To do: Please copy out every one of the records below word for word, leaving out the pictures.

+-------+

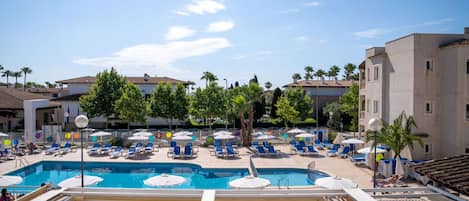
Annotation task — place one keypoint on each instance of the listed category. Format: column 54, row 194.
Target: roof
column 455, row 43
column 11, row 98
column 450, row 172
column 134, row 80
column 319, row 83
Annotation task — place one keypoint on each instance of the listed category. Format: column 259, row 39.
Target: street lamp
column 375, row 125
column 81, row 121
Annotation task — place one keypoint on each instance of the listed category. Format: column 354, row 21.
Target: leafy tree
column 276, row 96
column 103, row 94
column 26, row 70
column 286, row 112
column 208, row 77
column 320, row 73
column 349, row 70
column 397, row 135
column 350, row 103
column 296, row 77
column 131, row 106
column 308, row 73
column 300, row 101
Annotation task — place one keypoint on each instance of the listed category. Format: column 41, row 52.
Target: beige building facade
column 427, row 76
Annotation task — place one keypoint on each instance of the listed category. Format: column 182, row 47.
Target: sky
column 234, row 39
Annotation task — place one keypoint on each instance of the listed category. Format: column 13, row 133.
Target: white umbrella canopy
column 143, row 133
column 368, row 150
column 76, row 181
column 180, row 133
column 305, row 135
column 222, row 133
column 249, row 182
column 138, row 138
column 265, row 137
column 296, row 131
column 164, row 180
column 338, row 139
column 101, row 134
column 353, row 141
column 10, row 180
column 335, row 183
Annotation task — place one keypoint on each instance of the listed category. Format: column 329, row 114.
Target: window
column 428, row 107
column 429, row 65
column 376, row 73
column 375, row 106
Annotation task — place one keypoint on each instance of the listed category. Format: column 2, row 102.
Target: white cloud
column 220, row 26
column 370, row 33
column 312, row 4
column 157, row 58
column 288, row 11
column 202, row 7
column 178, row 32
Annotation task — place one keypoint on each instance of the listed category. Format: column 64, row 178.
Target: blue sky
column 234, row 39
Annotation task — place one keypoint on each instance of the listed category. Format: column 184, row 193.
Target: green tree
column 286, row 112
column 103, row 94
column 26, row 70
column 296, row 77
column 349, row 70
column 397, row 135
column 131, row 106
column 308, row 73
column 208, row 77
column 350, row 103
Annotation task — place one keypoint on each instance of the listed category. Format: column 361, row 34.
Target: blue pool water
column 132, row 175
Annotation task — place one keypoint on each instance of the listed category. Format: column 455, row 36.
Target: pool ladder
column 286, row 182
column 21, row 162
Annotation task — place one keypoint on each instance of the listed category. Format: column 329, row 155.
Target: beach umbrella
column 222, row 133
column 265, row 137
column 249, row 182
column 143, row 133
column 76, row 181
column 353, row 141
column 338, row 139
column 335, row 183
column 296, row 131
column 164, row 180
column 180, row 133
column 399, row 167
column 368, row 150
column 10, row 180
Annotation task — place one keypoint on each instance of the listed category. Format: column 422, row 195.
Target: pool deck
column 334, row 166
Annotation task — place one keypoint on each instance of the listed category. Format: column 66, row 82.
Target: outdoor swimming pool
column 132, row 175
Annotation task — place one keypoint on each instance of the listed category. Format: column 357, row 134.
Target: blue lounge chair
column 67, row 148
column 131, row 153
column 106, row 149
column 177, row 152
column 344, row 152
column 54, row 148
column 116, row 153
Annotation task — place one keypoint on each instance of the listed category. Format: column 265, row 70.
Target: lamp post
column 81, row 121
column 375, row 125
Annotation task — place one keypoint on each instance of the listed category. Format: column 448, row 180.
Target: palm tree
column 333, row 71
column 268, row 85
column 208, row 77
column 309, row 73
column 296, row 77
column 17, row 75
column 348, row 70
column 7, row 73
column 397, row 135
column 320, row 73
column 26, row 70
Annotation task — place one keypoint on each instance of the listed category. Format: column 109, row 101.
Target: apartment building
column 427, row 76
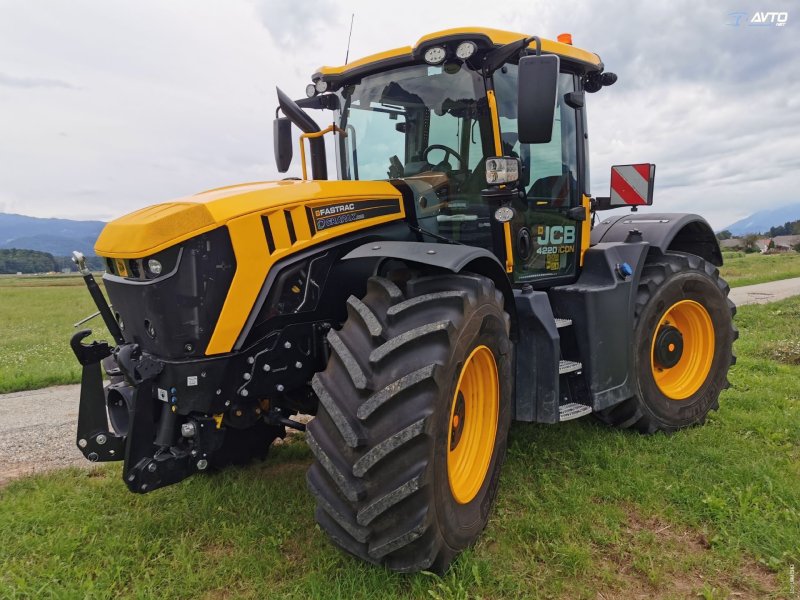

+-------+

Answer:
Annotation task — place one keypoint on each instance of the listed category. Format: column 54, row 194.
Target: roof
column 455, row 43
column 11, row 98
column 450, row 172
column 134, row 80
column 319, row 83
Annotation task — place one keypoint on each instance of the listed category. Format: column 259, row 39.
Target: street lamp
column 375, row 125
column 81, row 121
Annotation task — place one keypoint on each instance of the listed category. Format: column 354, row 21.
Target: leafy tree
column 276, row 96
column 103, row 94
column 26, row 70
column 286, row 112
column 208, row 77
column 320, row 73
column 349, row 70
column 397, row 135
column 350, row 103
column 296, row 77
column 131, row 106
column 308, row 73
column 300, row 101
Annotation task — place one keypoint on each instance of the listed category. Format: column 41, row 52.
Target: beige building facade
column 427, row 76
Annotation task — place one keypoint on each instance of the listed category. Format: column 182, row 47.
Target: sky
column 234, row 39
Annotation task — place one keypoint on each instance of the listed category. Format: column 13, row 133.
Target: white umbrella canopy
column 143, row 133
column 368, row 150
column 76, row 181
column 180, row 133
column 305, row 135
column 222, row 133
column 249, row 182
column 138, row 138
column 265, row 137
column 296, row 131
column 164, row 180
column 338, row 139
column 101, row 134
column 353, row 141
column 10, row 180
column 335, row 183
Annotation task — place one keypoint on each instance of the listed category. Format: column 329, row 114.
Target: window
column 428, row 107
column 429, row 65
column 376, row 73
column 375, row 106
Annotation task — place one keypoint on each instance of the listed category. Format: column 2, row 102.
Target: white cloud
column 220, row 26
column 370, row 33
column 312, row 4
column 157, row 58
column 288, row 11
column 202, row 7
column 178, row 32
Annotation task — place one keypoint on each instance of the listed category. Format: column 64, row 178.
Target: blue sky
column 234, row 39
Annotation task — place one keypoint on each instance of the listed category. Format: column 184, row 193.
Target: green tree
column 286, row 112
column 103, row 94
column 26, row 70
column 296, row 77
column 349, row 70
column 397, row 135
column 131, row 106
column 308, row 73
column 208, row 77
column 350, row 103
Annotation task — place one keypoint on each instance of the listed category. Format: column 361, row 34.
Target: blue pool water
column 132, row 175
Annotation task — place one keypoint on each instance of the listed category. Format: column 455, row 36.
Target: pool ladder
column 286, row 182
column 21, row 162
Annotation task — place one keypoint on each instance of the listed category. Format: column 329, row 155.
Target: beach umbrella
column 222, row 133
column 265, row 137
column 249, row 182
column 143, row 133
column 76, row 181
column 353, row 141
column 338, row 139
column 335, row 183
column 296, row 131
column 164, row 180
column 180, row 133
column 399, row 167
column 368, row 150
column 10, row 180
Annotation task — place one keypoint on each instance of the listed category. Format: column 422, row 195.
Target: pool deck
column 334, row 166
Annotation task — place one keypoint on each instance of the listed category. Format: column 66, row 82.
Target: outdoor swimming pool
column 132, row 175
Annotation task — place one keypoint on each instance of the listed category. Format: column 357, row 134.
Target: blue lounge chair
column 67, row 148
column 131, row 153
column 106, row 149
column 177, row 152
column 344, row 152
column 54, row 148
column 116, row 153
Annotation task — place one keypoint on each instance of the listed category. Format: column 265, row 70.
Target: lamp post
column 81, row 121
column 375, row 125
Annotation task — place one keypoint on each instance of the listed category. Format: column 448, row 180.
Target: palm tree
column 333, row 71
column 268, row 85
column 208, row 77
column 309, row 73
column 296, row 77
column 17, row 75
column 348, row 70
column 7, row 73
column 397, row 135
column 320, row 73
column 26, row 70
Annotation task — place one keypoint on each instance of the listed category. Format: column 109, row 101.
Target: apartment building
column 427, row 76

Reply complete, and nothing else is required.